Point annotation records
— start —
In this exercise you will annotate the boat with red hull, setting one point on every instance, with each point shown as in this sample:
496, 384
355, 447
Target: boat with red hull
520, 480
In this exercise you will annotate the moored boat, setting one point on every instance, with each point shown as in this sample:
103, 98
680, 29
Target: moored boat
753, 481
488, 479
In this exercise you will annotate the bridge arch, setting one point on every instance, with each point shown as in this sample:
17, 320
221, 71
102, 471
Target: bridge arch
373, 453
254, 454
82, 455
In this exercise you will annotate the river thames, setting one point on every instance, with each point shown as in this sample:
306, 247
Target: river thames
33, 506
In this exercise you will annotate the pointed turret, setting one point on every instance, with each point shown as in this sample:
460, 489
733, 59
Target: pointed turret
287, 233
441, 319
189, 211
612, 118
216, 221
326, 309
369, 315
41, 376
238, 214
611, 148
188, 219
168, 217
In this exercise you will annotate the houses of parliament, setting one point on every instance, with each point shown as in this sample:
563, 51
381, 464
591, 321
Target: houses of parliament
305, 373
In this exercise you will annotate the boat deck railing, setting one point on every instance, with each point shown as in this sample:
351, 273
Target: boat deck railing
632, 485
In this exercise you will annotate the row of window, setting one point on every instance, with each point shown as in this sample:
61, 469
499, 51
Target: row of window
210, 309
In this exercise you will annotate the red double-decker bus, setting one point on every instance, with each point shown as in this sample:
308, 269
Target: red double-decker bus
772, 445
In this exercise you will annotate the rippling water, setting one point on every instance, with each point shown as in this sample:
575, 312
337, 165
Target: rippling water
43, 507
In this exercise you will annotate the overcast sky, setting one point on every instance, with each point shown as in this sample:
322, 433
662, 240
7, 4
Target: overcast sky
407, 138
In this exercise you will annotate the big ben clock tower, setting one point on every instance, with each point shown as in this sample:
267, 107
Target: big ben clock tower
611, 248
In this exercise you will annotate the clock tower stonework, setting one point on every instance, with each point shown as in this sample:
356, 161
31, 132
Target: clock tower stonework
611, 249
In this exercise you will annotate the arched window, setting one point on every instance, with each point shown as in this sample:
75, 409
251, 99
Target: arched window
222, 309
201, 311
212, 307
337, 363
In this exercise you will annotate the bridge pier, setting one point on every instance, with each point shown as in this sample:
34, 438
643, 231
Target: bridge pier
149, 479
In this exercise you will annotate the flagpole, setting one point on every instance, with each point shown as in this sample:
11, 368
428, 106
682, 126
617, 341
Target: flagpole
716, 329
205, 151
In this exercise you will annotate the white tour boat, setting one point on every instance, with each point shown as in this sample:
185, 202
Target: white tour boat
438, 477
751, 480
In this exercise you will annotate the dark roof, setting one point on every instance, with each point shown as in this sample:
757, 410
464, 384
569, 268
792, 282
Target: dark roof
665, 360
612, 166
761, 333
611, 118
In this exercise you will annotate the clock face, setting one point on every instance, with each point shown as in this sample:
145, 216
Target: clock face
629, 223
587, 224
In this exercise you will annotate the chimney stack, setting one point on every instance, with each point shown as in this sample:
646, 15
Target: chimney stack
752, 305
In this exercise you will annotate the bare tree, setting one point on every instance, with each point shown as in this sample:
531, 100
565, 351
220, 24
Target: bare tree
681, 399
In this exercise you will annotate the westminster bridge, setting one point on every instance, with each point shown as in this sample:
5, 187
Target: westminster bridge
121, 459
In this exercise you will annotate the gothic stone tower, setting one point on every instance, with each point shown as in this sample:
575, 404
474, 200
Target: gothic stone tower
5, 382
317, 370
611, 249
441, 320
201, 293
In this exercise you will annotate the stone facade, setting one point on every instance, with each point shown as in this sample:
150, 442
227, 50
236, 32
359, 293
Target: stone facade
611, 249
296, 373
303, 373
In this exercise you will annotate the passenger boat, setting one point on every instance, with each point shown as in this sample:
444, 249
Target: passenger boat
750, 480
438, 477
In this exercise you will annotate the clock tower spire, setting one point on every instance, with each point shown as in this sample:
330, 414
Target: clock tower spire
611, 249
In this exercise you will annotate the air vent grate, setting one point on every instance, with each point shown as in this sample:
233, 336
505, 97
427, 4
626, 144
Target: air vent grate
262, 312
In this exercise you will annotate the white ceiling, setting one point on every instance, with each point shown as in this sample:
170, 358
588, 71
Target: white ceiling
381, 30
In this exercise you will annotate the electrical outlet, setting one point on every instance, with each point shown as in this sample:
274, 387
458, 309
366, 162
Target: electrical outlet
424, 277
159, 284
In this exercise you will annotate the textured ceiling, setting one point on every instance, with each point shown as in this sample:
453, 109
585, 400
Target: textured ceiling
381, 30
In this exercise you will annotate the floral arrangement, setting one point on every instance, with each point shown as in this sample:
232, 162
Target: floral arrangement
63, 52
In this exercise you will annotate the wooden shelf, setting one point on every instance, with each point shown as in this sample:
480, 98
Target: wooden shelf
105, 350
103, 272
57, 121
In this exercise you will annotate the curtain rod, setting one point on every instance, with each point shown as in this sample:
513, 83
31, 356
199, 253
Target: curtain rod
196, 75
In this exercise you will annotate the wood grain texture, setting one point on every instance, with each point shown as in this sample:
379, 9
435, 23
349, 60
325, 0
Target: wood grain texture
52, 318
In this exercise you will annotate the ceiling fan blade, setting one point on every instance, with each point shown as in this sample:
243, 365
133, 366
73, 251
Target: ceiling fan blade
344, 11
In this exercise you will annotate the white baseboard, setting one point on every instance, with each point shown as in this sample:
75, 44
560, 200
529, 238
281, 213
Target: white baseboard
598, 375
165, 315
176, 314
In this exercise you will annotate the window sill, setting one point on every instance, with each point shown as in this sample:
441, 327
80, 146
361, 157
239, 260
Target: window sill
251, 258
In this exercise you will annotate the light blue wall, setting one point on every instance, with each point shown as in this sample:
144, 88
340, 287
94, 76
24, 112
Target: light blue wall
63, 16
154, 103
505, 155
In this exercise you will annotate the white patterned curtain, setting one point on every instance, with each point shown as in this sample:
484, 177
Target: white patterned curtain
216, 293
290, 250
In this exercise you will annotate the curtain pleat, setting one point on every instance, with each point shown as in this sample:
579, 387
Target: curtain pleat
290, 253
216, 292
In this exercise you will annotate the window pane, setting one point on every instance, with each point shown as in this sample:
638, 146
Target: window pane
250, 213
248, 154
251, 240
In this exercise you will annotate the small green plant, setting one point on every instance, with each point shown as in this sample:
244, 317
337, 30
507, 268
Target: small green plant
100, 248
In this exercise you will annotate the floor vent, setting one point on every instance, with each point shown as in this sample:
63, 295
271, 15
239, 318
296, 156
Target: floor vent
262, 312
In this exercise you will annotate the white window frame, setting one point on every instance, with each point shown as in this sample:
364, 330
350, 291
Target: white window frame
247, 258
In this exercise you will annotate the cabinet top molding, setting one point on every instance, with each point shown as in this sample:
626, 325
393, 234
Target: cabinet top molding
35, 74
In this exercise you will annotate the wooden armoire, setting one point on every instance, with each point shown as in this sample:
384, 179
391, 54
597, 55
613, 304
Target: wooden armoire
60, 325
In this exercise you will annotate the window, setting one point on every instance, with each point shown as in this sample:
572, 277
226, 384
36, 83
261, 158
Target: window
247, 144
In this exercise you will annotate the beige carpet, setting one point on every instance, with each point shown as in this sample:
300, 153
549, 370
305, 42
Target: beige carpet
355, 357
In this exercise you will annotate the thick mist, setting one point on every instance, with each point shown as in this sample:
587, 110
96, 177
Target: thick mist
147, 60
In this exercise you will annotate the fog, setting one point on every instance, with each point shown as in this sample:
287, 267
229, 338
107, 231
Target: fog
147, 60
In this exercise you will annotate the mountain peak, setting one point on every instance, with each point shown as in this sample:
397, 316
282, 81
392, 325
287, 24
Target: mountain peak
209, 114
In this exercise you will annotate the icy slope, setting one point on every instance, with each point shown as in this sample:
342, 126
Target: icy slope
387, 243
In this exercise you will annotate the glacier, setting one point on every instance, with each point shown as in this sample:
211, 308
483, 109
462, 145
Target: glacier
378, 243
— end —
→ **Do this**: In the listing above, find the line containing "In this exercise you will annotate the window, setting" and please quote exactly that line through the last one, and no other lines.

→ **Response for this exercise**:
In this exercise you will annotate the window, setting one point on every instance, with each point shown as in this sample:
572, 277
226, 384
36, 83
261, 158
Target: window
247, 144
In this exercise you will annotate the beige carpet, setting one point on every instance, with each point shown as in this sample:
300, 153
549, 370
305, 42
Target: beige carpet
355, 357
In this exercise you will annotate the thick mist, setting one point on every instance, with each point shown as in this sample:
587, 110
96, 177
Target: thick mist
147, 60
In this exercise you will annotate the fog, setting one point on every instance, with each point shown as in this sample:
287, 267
229, 338
107, 231
Target: fog
147, 60
In this exercise you will annotate the mountain peak, setting one point on every instance, with each point shown as in this sample:
397, 316
282, 81
392, 325
287, 24
Target: mountain peak
209, 114
In this exercise you will annotate the icy slope, setting one point on every instance, with each point shown as in this sample:
342, 126
Target: icy slope
387, 243
In this exercise you will annotate the glacier, setting one point on every instance, with each point shown as in this sample:
211, 308
483, 109
462, 145
Target: glacier
378, 243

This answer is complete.